EXTRACTED DATA
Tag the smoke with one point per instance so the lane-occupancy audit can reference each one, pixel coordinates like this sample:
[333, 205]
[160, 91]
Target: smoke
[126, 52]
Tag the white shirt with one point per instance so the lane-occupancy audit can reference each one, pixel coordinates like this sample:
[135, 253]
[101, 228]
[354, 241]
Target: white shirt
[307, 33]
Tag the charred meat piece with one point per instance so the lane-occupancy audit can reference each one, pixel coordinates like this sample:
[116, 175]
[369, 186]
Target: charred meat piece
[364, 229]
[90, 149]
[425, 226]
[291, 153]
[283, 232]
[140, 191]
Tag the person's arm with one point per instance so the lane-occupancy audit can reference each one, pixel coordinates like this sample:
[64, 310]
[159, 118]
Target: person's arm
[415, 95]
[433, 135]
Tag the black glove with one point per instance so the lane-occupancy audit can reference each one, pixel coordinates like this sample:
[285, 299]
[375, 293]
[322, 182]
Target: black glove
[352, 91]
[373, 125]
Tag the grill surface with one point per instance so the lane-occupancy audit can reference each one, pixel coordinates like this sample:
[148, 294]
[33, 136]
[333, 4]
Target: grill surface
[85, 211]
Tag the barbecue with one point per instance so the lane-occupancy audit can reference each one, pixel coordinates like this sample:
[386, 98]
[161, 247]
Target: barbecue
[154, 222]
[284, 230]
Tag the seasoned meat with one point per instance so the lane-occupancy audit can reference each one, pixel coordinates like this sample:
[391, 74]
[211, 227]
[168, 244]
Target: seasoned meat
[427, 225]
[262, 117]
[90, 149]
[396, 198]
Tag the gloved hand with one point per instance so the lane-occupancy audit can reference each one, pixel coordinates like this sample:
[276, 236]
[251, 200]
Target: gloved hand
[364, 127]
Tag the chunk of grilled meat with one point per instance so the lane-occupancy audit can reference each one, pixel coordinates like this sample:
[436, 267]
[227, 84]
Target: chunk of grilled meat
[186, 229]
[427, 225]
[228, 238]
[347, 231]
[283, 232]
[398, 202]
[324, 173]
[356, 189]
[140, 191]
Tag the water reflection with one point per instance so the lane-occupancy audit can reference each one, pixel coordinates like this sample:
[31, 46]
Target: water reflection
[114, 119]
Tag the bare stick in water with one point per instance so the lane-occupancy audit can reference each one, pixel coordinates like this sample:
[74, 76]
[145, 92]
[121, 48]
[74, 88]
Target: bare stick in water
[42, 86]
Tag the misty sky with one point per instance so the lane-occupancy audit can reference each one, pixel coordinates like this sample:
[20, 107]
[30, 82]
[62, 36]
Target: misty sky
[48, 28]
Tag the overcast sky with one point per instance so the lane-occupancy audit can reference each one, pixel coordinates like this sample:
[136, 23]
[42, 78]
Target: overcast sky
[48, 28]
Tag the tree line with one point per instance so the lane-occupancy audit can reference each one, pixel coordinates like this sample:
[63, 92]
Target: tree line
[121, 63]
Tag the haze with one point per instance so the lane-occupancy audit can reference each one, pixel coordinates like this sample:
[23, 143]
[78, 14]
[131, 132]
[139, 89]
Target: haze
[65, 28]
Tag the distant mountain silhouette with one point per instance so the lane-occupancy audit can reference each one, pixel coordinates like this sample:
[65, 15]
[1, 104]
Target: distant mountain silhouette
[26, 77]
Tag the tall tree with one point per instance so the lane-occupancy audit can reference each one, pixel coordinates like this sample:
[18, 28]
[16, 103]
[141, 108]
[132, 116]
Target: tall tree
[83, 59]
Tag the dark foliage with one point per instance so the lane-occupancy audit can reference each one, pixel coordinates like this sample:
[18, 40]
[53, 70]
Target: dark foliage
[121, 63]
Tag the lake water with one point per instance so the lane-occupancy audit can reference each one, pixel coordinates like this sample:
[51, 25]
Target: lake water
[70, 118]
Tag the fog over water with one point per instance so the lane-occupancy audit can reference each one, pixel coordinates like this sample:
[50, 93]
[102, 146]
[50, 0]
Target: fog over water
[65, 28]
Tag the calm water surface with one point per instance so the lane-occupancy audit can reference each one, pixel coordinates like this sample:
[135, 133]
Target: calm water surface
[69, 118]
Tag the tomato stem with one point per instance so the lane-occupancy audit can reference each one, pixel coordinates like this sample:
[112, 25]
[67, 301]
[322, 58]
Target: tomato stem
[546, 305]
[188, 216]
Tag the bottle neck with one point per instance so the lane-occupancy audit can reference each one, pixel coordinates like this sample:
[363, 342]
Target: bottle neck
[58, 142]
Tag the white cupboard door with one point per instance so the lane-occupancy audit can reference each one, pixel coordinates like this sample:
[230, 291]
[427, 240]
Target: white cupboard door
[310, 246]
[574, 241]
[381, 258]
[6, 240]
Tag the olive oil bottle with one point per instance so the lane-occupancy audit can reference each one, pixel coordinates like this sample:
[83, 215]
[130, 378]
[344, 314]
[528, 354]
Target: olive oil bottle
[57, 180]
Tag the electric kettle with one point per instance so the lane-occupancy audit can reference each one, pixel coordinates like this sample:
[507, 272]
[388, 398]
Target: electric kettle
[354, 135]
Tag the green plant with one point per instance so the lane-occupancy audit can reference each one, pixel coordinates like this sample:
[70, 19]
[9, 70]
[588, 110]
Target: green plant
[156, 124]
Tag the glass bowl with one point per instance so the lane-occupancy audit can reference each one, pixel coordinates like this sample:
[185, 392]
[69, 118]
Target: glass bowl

WHAT TO PRODUCE
Copy the listing above word for word.

EXPECTED ANSWER
Tag the smoke with one point per instance so the lane-occupancy audit can reference each one, pixel coordinates like this sample:
[333, 205]
[160, 91]
Target: smoke
[126, 52]
Tag the white shirt with one point per instance so the lane-occupancy audit can reference each one, pixel coordinates like this sample:
[135, 253]
[101, 228]
[354, 241]
Target: white shirt
[307, 33]
Tag the charred meat piece with one point per instance so the lane-occupancy audit can reference each one, pixel coordinates like this sample:
[116, 175]
[369, 186]
Target: charred meat piece
[364, 229]
[90, 149]
[425, 226]
[291, 153]
[283, 232]
[140, 191]
Tag the person's arm with one point per instance so the lane-occupancy audit can reference each one, pixel coordinates like this sample:
[64, 310]
[159, 118]
Target: person's arm
[415, 95]
[433, 135]
Tag the black glove with one point per instance so the lane-occupancy audit can reference each one, pixel coordinates like this sample:
[285, 299]
[375, 293]
[322, 182]
Target: black glove
[352, 91]
[373, 125]
Tag the grill surface with one point per instance so the lane-occupancy audit can reference each one, pixel coordinates like this sample:
[148, 294]
[33, 136]
[333, 4]
Target: grill surface
[85, 211]
Tag the barbecue with one point per instance so the lane-occupancy audit can reference each one, pixel coordinates like this sample:
[386, 98]
[161, 247]
Target: barbecue
[154, 222]
[284, 230]
Tag the seasoned meat with one point per instance so the lane-occupancy audit can reference each one, pixel coordinates like this sample:
[391, 74]
[211, 227]
[168, 244]
Target: seasoned meat
[427, 225]
[262, 117]
[90, 149]
[396, 198]
Tag the gloved hand with one point per instance so the lane-occupancy audit can reference each one, pixel coordinates like this sample:
[276, 236]
[251, 200]
Target: gloved hand
[364, 127]
Tag the chunk of grilled meat with one point per instance so the lane-occupancy audit can reference each one, pixel coordinates like this sample:
[436, 267]
[227, 84]
Target: chunk of grilled meat
[186, 229]
[427, 225]
[228, 238]
[347, 231]
[283, 232]
[398, 202]
[324, 173]
[356, 189]
[140, 191]
Tag the water reflection with one point per instance so the lane-occupancy audit can reference each one, pixel coordinates like this sample:
[31, 46]
Target: water reflection
[114, 119]
Tag the bare stick in water with one point per instance so the lane-occupancy audit can reference each one, pixel coordinates like this sample:
[74, 76]
[145, 92]
[121, 48]
[74, 88]
Target: bare stick in water
[42, 86]
Tag the misty sky with one point per instance so the lane-occupancy audit can reference each one, pixel coordinates like this sample:
[20, 107]
[30, 82]
[62, 36]
Target: misty sky
[48, 28]
Tag the overcast sky with one point per instance so the lane-occupancy audit can reference each one, pixel coordinates like this sample:
[136, 23]
[42, 78]
Target: overcast sky
[48, 28]
Tag the tree line with one point per instance so the lane-occupancy audit can reference each one, pixel coordinates like this sample:
[63, 92]
Target: tree line
[121, 63]
Tag the haze with one point per instance so the lane-occupancy audit can reference each one, pixel coordinates like this sample:
[23, 143]
[78, 14]
[131, 132]
[139, 89]
Target: haze
[65, 28]
Tag the distant mountain silhouette with one point per instance so the lane-occupancy audit can reference each one, pixel coordinates like this sample:
[65, 15]
[1, 104]
Target: distant mountain silhouette
[26, 77]
Tag the tall tree with one point per instance so the lane-occupancy audit can reference each one, pixel coordinates like this sample:
[18, 28]
[16, 103]
[141, 108]
[132, 116]
Target: tall tree
[83, 59]
Tag the dark foliage with one point per instance so the lane-occupancy audit can reference each one, pixel coordinates like this sample:
[18, 40]
[53, 70]
Target: dark foliage
[121, 63]
Tag the lake water with one point per instance so the lane-occupancy audit can reference each one, pixel coordinates like this sample:
[51, 25]
Target: lake water
[70, 118]
Tag the fog over water with one point per instance so the lane-occupancy audit can reference each one, pixel coordinates like this sample:
[50, 93]
[102, 146]
[50, 0]
Target: fog over water
[65, 28]
Tag the calm water surface with one point per instance so the lane-occupancy audit can reference each one, pixel coordinates like this sample:
[135, 133]
Target: calm water surface
[69, 118]
Tag the tomato stem with one point per instance so the lane-occupancy audit can reference each one, pixel coordinates like this sample:
[112, 25]
[67, 301]
[322, 58]
Target: tomato stem
[546, 305]
[188, 216]
Tag the bottle neck with one point per instance so the lane-occupancy audit can reference each one, pixel coordinates like this sample:
[363, 342]
Target: bottle neck
[58, 142]
Tag the white cupboard door with one point per instance so the lane-occupancy audit can reference each one, pixel coordinates like this sample:
[230, 291]
[427, 240]
Target: white cupboard door
[310, 246]
[574, 241]
[381, 258]
[6, 240]
Tag the olive oil bottle with one point per instance so the lane-occupancy audit can reference each one, pixel coordinates like this sample:
[83, 215]
[130, 378]
[344, 314]
[528, 354]
Target: olive oil bottle
[57, 180]
Tag the electric kettle with one point per instance so the lane-occupancy audit can reference each one, pixel coordinates like this sample:
[507, 272]
[388, 398]
Target: electric kettle
[354, 135]
Tag the green plant with one point per instance so the lane-occupancy audit can reference each one, pixel coordinates like this sample:
[70, 19]
[9, 70]
[588, 110]
Target: green plant
[156, 124]
Tag the glass bowl with one point per instance so the lane-occupancy audit can reference each one, pixel coordinates like this sample:
[185, 392]
[69, 118]
Target: glass bowl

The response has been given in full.